[[ RECORDS TO PROCESS, beginning ]]

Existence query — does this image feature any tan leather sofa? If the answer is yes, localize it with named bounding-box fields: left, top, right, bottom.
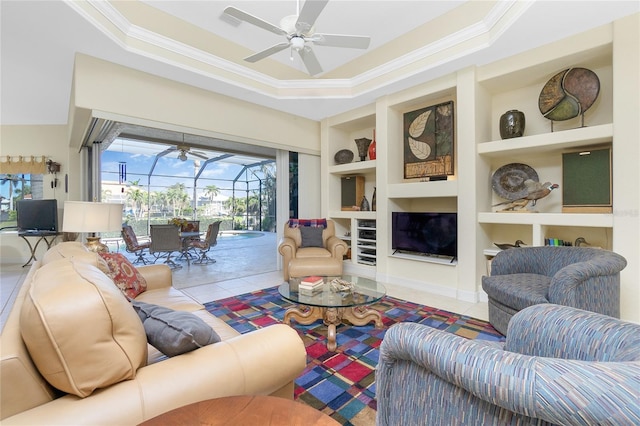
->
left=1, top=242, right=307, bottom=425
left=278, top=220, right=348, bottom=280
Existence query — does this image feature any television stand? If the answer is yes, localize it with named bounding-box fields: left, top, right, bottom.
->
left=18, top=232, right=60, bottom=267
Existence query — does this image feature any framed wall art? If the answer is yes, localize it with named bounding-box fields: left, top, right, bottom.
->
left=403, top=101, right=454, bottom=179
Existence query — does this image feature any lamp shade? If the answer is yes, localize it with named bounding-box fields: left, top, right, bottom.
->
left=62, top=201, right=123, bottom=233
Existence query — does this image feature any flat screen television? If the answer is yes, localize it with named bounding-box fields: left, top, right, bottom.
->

[[ RECORDS TO PROCESS, end ]]

YOUR ASSIGNMENT - Please give every line above again word for word, apart from the pictures.

ANSWER TO THIS PROBLEM -
Existence query — does this image feature any tan leather sofa? If the answer is yes, localize it with named bounding-box fields: left, top, right, bottom.
->
left=1, top=242, right=307, bottom=425
left=278, top=220, right=348, bottom=280
Existence query — does this image feature any television stand? If the answer is yes, localize it with named bounding-box fields: left, top, right, bottom.
->
left=18, top=232, right=60, bottom=267
Existence query — does this image feature any framed wall art? If the answer is yes, localize it with named bounding-box fields: left, top, right, bottom.
->
left=403, top=101, right=454, bottom=179
Existence query — does this image feature any lamp shade? If the answer is yes, localize it with named bounding-box fields: left, top, right, bottom.
->
left=62, top=201, right=123, bottom=233
Existence query — does this image feature any flat screen television? If the answer is yes, localize it with named bounding-box fields: left, top, right, bottom.
->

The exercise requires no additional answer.